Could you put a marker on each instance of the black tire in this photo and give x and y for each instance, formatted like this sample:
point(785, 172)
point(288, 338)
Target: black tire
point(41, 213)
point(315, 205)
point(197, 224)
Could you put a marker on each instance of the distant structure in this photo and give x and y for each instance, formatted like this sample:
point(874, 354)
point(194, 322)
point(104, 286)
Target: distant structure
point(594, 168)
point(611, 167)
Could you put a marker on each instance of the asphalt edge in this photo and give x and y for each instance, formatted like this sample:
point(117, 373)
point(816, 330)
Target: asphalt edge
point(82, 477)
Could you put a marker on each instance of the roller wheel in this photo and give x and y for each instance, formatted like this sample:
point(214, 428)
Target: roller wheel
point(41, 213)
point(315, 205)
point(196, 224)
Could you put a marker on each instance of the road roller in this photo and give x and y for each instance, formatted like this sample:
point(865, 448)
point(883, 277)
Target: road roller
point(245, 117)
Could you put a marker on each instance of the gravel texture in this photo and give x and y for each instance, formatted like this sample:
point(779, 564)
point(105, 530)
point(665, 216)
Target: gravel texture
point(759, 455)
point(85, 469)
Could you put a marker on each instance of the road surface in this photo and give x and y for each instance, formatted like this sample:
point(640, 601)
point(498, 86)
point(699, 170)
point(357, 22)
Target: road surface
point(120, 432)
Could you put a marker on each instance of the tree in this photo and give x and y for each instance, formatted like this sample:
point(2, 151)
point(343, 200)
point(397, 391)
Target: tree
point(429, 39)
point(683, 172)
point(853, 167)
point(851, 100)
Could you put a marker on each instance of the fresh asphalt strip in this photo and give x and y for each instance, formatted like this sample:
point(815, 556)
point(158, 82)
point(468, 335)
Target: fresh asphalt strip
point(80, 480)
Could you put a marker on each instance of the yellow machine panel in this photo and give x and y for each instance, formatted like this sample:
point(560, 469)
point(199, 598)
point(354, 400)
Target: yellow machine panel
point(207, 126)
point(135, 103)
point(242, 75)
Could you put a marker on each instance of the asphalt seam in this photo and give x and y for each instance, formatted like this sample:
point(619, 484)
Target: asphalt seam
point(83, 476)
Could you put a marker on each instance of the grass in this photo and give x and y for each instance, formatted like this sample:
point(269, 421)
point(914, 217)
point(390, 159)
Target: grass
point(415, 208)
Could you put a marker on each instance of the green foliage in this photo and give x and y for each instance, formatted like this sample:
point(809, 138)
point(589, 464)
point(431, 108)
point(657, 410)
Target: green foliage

**Task details**
Using the material above, output each line exactly as it appears.

**Task response**
Could you put a marker on each instance of the black tire in this photo and give x and y for each instance, formatted like this sample:
point(785, 172)
point(288, 338)
Target: black tire
point(41, 213)
point(315, 205)
point(197, 224)
Could you put a marker on each instance of the distant structure in this photo and give x and y for each instance, formatted like this sample:
point(874, 354)
point(194, 322)
point(104, 286)
Target: distant structure
point(594, 168)
point(611, 167)
Could you put a marker on each instance of the asphalt edge in this photo and give x and y for each instance, formatted like this sample:
point(117, 373)
point(816, 330)
Target: asphalt edge
point(82, 477)
Could you put a marker on each instance of the roller wheel in this photo and give x and y for each instance, formatted like this sample:
point(214, 428)
Target: roller wheel
point(41, 213)
point(315, 205)
point(196, 224)
Could you put a marker on each instance of the road roller in this photo and give x and y for each instance, formatted like this sample:
point(865, 448)
point(883, 277)
Target: road roller
point(245, 117)
Could you put a marker on each instance of the gravel texture in this photo and give x and y for each instance, formatted like this sample:
point(779, 564)
point(105, 530)
point(665, 216)
Target: gravel texture
point(759, 455)
point(85, 469)
Could you put a marker on each instance of the road surface in this photo and give x and y for each instance, formatted like this sample:
point(640, 601)
point(498, 86)
point(699, 170)
point(357, 22)
Target: road surface
point(120, 432)
Could you put a marker on each instance of the tree in this photo and give x and y for each instance, formatted like this sample:
point(2, 151)
point(343, 200)
point(397, 391)
Target: tree
point(429, 39)
point(683, 172)
point(853, 167)
point(851, 100)
Could you put a marker on each instance of the fresh asphalt strip in this photo and give x and y for each instance, formatted like this sample:
point(815, 556)
point(158, 82)
point(468, 335)
Target: fresh asphalt strip
point(80, 480)
Could you put a marker on each instance of the yellow machine panel in this photo and give x and y for each instance, formatted like this sample:
point(560, 469)
point(199, 598)
point(354, 400)
Target: yellow machine panel
point(207, 126)
point(135, 103)
point(242, 75)
Could you put a marker on each instance of the asphalt seam in this photo and give x and y for each instance, formatted like this sample:
point(619, 484)
Target: asphalt seam
point(83, 476)
Could you put a marker on each instance of the grass in this photo and give x and y for each instance, formatted like this sample:
point(269, 421)
point(914, 217)
point(390, 159)
Target: grass
point(415, 208)
Could you put a marker on each instance of the green foliage in this photo and give x and y for each instance, formatted like this sample:
point(809, 138)
point(589, 464)
point(431, 108)
point(657, 410)
Target: green foliage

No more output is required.